# Glatter Bruch



## M.X.D (24. Juni 2013)

.....


----------



## Wollebre (25. Juni 2013)

*AW: Glatter Bruch*

_Kenne ich nur von den guten alten Glasfaserprügeln._


von denen ganz bestimmt nicht. Da konnte man teilweise drauftreten und nichts ist passiert, oder beim Pilken auch mal gegen die Reling hauen. 
Wenn reine Glasfaser bricht sieht das immer ausgefranzt aus, aber nicht so sauber gebrochen wie auf deinen Bildern.

Woran es liegt, darüber kann man lange diskutieren. Meist ist jedoch der Grund ein Schlag von dem man gar nichts groß mitbekommen haben muss, und man auch außen keine Beschädigung an de Rute sieht. Innere Carbonlagen können aber Schaden genommen haben, und bei der nächsten stärkeren Biegung war es das ....


----------



## weserwaller (25. Juni 2013)

*AW: Glatter Bruch*

Sieht nach einer Greys Platinum aus, falls es so ist, Bruchproblematik ist bekannt. Grade bei recht steilen Rutenwinkel in der Landungsphase.


----------



## wrdaniel (25. Juni 2013)

*AW: Glatter Bruch*

Durch die immer schnelleren und steiferen Ruten und die dehnungsarmen  Schnüre bekommt man das feinste "Tock" mit. Allerdings handelt man sich  auch schneller ein grösseres "Tock" ein. Irgendwann wird eben nicht mehr  elastisch sondern ausgesprochen plastisch verformt.


----------



## siloaffe (25. Juni 2013)

**Daten:**
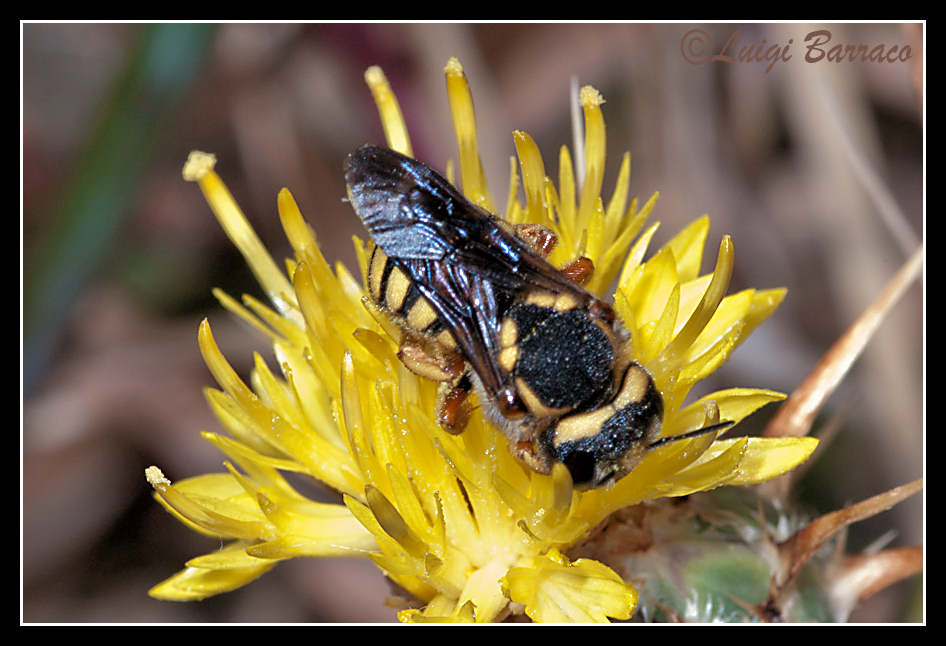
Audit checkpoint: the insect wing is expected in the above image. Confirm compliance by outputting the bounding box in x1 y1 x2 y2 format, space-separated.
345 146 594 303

==

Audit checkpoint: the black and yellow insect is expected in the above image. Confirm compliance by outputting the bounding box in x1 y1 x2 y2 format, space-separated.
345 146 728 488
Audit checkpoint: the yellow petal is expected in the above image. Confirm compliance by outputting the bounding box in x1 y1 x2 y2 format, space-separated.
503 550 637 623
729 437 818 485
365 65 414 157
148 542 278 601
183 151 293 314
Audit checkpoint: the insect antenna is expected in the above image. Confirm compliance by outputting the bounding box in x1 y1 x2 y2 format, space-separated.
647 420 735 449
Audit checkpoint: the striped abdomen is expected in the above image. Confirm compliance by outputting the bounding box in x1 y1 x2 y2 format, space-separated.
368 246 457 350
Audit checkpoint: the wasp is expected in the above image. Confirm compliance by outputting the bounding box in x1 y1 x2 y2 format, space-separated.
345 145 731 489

**Aufgabe 1:**
Wie sieht reine Glasfaser laut dem Textauszug über den glatten Rutenbruch aus, wenn sie bricht?
**Aufgabe 2:**
Schreib den Textauszug über den glatten Rutenbruch weiter, und zwar ab dem Punkt, an dem er aufhört.

**Lösung 1:**
Sie sieht immer ausgefranst aus und ist nicht so sauber gebrochen.

**Lösung 2:**
*AW: Glatter Bruch*

Die Rute wird gerade beim landen oft zu steil gehalten. 

Wenn die Rute 90° zum Wasser gerade in die Luft steht geht die ganze Last direkt in die Spitze und das können die heutigen Kohlefaserruten garnicht gut ab, wenn die Spitze mehr als 60° gebogen wird, wirds meistens schon kritisch.....


----------



## Seele (25. Juni 2013)

*AW: Glatter Bruch*



siloaffe schrieb:


> Die Rute wird gerade beim landen oft zu steil gehalten.
> 
> Wenn die Rute 90° zum Wasser gerade in die Luft steht geht die ganze Last direkt in die Spitze und das können die heutigen Kohlefaserruten garnicht gut ab, wenn die Spitze mehr als 60° gebogen wird, wirds meistens schon kritisch.....



Richtig, liegt eigentlich zu 99% an der falschen "Bedienung" der Ruten. Gerade High Tec muss man pfleglich behandeln. Falsche Stellung oder Schläge wollen die Ruten überhaupt nicht.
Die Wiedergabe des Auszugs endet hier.